#### Exercise objective:
Please turn every line of the material below into a numbered list, leaving out any blank lines.

(Mask labeling examples)
** BEGIN **

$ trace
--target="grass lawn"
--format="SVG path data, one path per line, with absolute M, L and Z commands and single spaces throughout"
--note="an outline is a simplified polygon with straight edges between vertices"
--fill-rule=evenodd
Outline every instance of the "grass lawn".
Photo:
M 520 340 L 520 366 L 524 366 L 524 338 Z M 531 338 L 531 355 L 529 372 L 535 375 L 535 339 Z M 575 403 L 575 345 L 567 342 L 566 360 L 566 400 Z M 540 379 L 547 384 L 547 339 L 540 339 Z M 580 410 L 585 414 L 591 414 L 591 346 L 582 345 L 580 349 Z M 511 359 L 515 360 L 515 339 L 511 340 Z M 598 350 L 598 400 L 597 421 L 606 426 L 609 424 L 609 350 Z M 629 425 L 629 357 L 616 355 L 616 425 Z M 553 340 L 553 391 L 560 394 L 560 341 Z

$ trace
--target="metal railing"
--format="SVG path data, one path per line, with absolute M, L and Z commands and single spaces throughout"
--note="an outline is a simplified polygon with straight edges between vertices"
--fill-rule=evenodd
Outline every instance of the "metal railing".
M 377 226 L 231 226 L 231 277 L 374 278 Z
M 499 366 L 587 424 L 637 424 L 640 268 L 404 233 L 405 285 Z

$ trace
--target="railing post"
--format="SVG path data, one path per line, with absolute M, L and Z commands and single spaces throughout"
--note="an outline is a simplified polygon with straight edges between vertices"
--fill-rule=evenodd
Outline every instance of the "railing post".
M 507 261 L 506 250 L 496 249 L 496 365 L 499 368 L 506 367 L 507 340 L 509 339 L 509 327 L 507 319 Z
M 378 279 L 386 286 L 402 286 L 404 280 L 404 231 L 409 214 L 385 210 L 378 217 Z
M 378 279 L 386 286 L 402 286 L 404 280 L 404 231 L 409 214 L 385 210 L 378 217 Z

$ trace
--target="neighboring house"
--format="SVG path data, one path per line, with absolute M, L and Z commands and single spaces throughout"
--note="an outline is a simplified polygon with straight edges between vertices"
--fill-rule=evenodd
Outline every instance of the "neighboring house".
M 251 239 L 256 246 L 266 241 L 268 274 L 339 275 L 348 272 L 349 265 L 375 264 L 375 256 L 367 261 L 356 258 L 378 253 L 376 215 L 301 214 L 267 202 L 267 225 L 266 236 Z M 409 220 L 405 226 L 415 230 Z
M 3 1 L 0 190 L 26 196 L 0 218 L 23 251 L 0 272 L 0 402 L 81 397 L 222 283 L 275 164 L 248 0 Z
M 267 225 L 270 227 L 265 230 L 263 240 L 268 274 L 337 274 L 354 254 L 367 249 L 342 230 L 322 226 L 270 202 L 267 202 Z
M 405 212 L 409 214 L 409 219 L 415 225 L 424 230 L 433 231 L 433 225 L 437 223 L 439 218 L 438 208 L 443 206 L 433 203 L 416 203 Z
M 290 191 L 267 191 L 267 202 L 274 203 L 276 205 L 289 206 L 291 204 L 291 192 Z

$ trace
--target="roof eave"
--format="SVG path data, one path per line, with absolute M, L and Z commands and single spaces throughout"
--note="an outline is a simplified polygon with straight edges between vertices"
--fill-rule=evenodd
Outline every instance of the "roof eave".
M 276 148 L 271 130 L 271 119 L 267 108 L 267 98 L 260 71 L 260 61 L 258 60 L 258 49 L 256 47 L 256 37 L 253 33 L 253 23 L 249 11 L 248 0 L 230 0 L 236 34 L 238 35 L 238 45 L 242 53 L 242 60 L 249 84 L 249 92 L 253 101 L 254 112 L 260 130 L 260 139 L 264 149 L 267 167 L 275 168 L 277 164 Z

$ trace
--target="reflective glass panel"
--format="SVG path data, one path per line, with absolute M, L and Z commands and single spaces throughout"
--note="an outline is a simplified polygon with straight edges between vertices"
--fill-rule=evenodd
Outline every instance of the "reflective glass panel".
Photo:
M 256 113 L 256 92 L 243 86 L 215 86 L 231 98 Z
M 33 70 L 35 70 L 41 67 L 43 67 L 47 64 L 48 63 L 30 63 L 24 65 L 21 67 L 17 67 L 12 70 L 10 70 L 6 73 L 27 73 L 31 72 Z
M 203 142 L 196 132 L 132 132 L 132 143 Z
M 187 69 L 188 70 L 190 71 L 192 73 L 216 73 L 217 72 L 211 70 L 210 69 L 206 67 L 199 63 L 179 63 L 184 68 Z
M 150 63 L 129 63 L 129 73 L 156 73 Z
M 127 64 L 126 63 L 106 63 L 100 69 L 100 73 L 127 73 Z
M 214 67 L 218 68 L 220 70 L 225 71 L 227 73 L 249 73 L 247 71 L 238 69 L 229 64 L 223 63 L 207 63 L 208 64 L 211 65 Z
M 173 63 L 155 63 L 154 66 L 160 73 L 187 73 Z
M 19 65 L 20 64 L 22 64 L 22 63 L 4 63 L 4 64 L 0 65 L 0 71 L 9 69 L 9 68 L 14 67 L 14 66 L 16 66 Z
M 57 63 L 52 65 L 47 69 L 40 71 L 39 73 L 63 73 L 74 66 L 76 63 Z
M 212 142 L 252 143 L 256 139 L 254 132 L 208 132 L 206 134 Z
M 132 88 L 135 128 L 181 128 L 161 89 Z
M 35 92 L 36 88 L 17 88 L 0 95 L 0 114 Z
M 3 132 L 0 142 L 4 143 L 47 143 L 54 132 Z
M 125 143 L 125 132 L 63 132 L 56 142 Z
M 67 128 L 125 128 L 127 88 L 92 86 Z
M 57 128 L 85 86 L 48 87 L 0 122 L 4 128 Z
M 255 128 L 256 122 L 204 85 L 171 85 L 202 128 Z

** END **

#### Full answer:
1. $ trace
2. --target="grass lawn"
3. --format="SVG path data, one path per line, with absolute M, L and Z commands and single spaces throughout"
4. --note="an outline is a simplified polygon with straight edges between vertices"
5. --fill-rule=evenodd
6. Outline every instance of the "grass lawn".
7. Photo:
8. M 520 340 L 520 366 L 524 366 L 524 338 Z M 531 338 L 531 355 L 529 372 L 535 375 L 535 339 Z M 575 403 L 575 345 L 567 342 L 566 360 L 566 400 Z M 540 379 L 547 384 L 547 339 L 540 339 Z M 580 410 L 585 414 L 591 414 L 591 346 L 582 345 L 580 349 Z M 511 359 L 515 360 L 515 339 L 511 340 Z M 598 350 L 598 400 L 597 421 L 606 426 L 609 424 L 609 350 Z M 629 425 L 629 357 L 616 355 L 616 425 Z M 553 340 L 553 391 L 560 394 L 560 341 Z
9. $ trace
10. --target="metal railing"
11. --format="SVG path data, one path per line, with absolute M, L and Z commands and single spaces throughout"
12. --note="an outline is a simplified polygon with straight edges between vertices"
13. --fill-rule=evenodd
14. Outline every instance of the "metal railing".
15. M 377 226 L 231 226 L 231 277 L 374 278 Z
16. M 499 366 L 587 424 L 637 424 L 640 268 L 404 233 L 405 285 Z
17. $ trace
18. --target="railing post"
19. --format="SVG path data, one path per line, with absolute M, L and Z commands and single spaces throughout"
20. --note="an outline is a simplified polygon with straight edges between vertices"
21. --fill-rule=evenodd
22. Outline every instance of the "railing post".
23. M 507 261 L 506 250 L 496 249 L 496 365 L 499 368 L 506 367 L 507 340 L 509 339 L 509 327 L 507 319 Z
24. M 378 279 L 386 286 L 402 286 L 404 280 L 404 231 L 409 214 L 385 210 L 378 217 Z
25. M 378 279 L 386 286 L 402 286 L 404 280 L 404 231 L 409 214 L 385 210 L 378 217 Z
26. $ trace
27. --target="neighboring house"
28. --format="SVG path data, one path per line, with absolute M, L and Z commands and single spaces throughout"
29. --note="an outline is a simplified polygon with straight edges between vertices"
30. --fill-rule=evenodd
31. Outline every instance of the "neighboring house".
32. M 251 239 L 256 246 L 266 241 L 268 274 L 339 275 L 348 272 L 349 265 L 375 264 L 375 256 L 367 261 L 356 258 L 378 253 L 376 215 L 301 214 L 267 202 L 267 225 L 266 236 Z M 409 220 L 405 226 L 415 230 Z
33. M 3 1 L 0 190 L 26 196 L 0 218 L 23 251 L 0 272 L 0 402 L 81 397 L 222 283 L 275 164 L 248 0 Z
34. M 267 225 L 270 227 L 265 230 L 263 240 L 268 274 L 337 274 L 354 254 L 367 249 L 342 230 L 322 226 L 270 202 L 267 202 Z
35. M 405 212 L 409 214 L 409 219 L 415 225 L 424 230 L 433 231 L 433 225 L 437 223 L 439 218 L 438 208 L 443 206 L 433 203 L 416 203 Z
36. M 290 191 L 267 191 L 267 202 L 274 203 L 276 205 L 289 206 L 291 204 L 291 192 Z
37. $ trace
38. --target="roof eave"
39. --format="SVG path data, one path per line, with absolute M, L and Z commands and single spaces throughout"
40. --note="an outline is a simplified polygon with straight edges between vertices"
41. --fill-rule=evenodd
42. Outline every instance of the "roof eave".
43. M 276 148 L 271 130 L 271 119 L 267 108 L 267 98 L 260 71 L 260 61 L 258 60 L 258 49 L 256 47 L 256 37 L 253 33 L 253 23 L 249 11 L 248 0 L 230 0 L 236 34 L 238 35 L 238 45 L 242 53 L 242 60 L 249 84 L 249 92 L 253 101 L 254 112 L 260 130 L 260 139 L 264 149 L 267 167 L 275 168 L 277 164 Z
44. $ trace
45. --target="reflective glass panel"
46. --format="SVG path data, one path per line, with absolute M, L and Z commands and single spaces throughout"
47. --note="an outline is a simplified polygon with straight edges between vertices"
48. --fill-rule=evenodd
49. Outline every instance of the "reflective glass panel".
50. Photo:
51. M 256 113 L 256 92 L 243 86 L 215 86 L 231 98 Z
52. M 33 70 L 35 70 L 41 67 L 43 67 L 47 64 L 48 63 L 30 63 L 24 65 L 21 67 L 17 67 L 12 70 L 10 70 L 6 73 L 27 73 L 31 72 Z
53. M 203 142 L 196 132 L 132 132 L 132 143 Z
54. M 187 69 L 188 70 L 190 71 L 192 73 L 216 73 L 217 72 L 211 70 L 210 69 L 206 67 L 199 63 L 179 63 L 184 68 Z
55. M 150 63 L 129 63 L 129 73 L 156 73 Z
56. M 127 64 L 126 63 L 106 63 L 100 69 L 100 73 L 127 73 Z
57. M 214 67 L 218 68 L 220 70 L 225 71 L 227 73 L 249 73 L 247 71 L 238 69 L 229 64 L 223 63 L 207 63 L 208 64 L 211 65 Z
58. M 173 63 L 155 63 L 154 66 L 160 73 L 187 73 Z
59. M 19 65 L 20 64 L 22 64 L 22 63 L 4 63 L 4 64 L 0 65 L 0 71 L 9 69 L 9 68 L 14 67 L 14 66 L 16 66 Z
60. M 57 63 L 52 65 L 47 69 L 40 71 L 39 73 L 63 73 L 74 66 L 76 63 Z
61. M 212 142 L 252 143 L 256 139 L 254 132 L 208 132 L 206 134 Z
62. M 132 88 L 135 128 L 181 128 L 161 89 Z
63. M 35 92 L 36 88 L 17 88 L 0 95 L 0 114 Z
64. M 3 132 L 0 142 L 4 143 L 47 143 L 54 132 Z
65. M 125 143 L 125 132 L 63 132 L 56 142 Z
66. M 67 128 L 125 128 L 127 88 L 92 86 Z
67. M 57 128 L 85 86 L 48 87 L 0 122 L 4 128 Z
68. M 255 128 L 256 122 L 204 85 L 171 85 L 202 128 Z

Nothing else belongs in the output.